SUPPLIED PASSAGE
━━━━━━━━━━

Morgan v. Republican Pub. Co.
| Decision Date | 02 June 1924 |
| Citation | Morgan v. Republican Pub. Co., 249 Mass. 388, 144 N. E. 221 (Mass. 1924) |
| Parties | MORGAN v. REPUBLICAN PUB. CO. |
| Court | United States State Supreme Judicial Court of Massachusetts Supreme Court |
OPINION TEXT STARTS HERE
Appeal from Superior Court, Suffolk County; Sanderson, Judge.
Action of libel by Howard W. Morgan, doing business as the Morgan Detective Agency, against the Republican Publishing Company. From an order sustaining demurrer to declaration, plaintiff appeals. Demurrer overruled.
R. G. Wilson, Jr., of Boston, for appellant.
M. Klein, of Boston, for appellee.
The case is here on appeal from an order sustaining a demurrer to the plaintiff's declaration, in an action of libel. The defendant published in its paper the story of an alleged conspiracy to ‘frame’ Captain Quilty of the Springfield police department, in connection with a probe of that department, by getting possession of his automobile, loading it with contraband liquor, and having the captain charged with illegal transportation. The article recited that one Mokus received $400 to purchase the liquor, and then absconded with the money; and that upon his arrest he made a confession, implicating as the active plotter one Hannibal L. Hamlin. Hamlin was referred to as ‘private detective of the Morgan Detective Agency of Boston,the same firm that worked for District Attorney Charles H. Wright during the probe.’ The declaration alleged that Hamlin never was in the employ of the plaintiff, who carried on business as the Morgan Detective Agency; and that by means of the publication the plaintiff ‘has been greatly injured in his personal and business reputation, and his business greatly injured by the loss of patronage which he otherwise would have had, all to his great damage.’ While the demurrer assigned several causes we understand that the only ground relied on, both in superior court and in this court, is that it does not appear that the defamatory statements were made concerning the plaintiff; that the use of the word ‘Morgan’ in no way connects him with the alleged crime, but merely indentifies Hamlin.

━━━━━━━━━━

WRITTEN TASK
In the court opinion, how much money did Mokus receive to purchase the liquor? Please note that the records are not needed.

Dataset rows
━━━━━━━━━━

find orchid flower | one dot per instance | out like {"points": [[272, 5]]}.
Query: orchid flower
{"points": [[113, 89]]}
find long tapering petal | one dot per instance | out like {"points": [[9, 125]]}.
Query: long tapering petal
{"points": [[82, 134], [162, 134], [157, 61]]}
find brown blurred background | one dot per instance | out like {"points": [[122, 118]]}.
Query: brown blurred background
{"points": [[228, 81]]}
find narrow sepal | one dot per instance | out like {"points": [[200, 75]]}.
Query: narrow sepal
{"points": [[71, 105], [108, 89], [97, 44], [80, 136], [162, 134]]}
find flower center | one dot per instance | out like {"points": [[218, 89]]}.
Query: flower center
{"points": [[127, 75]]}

━━━━━━━━━━

SOLUTION
$400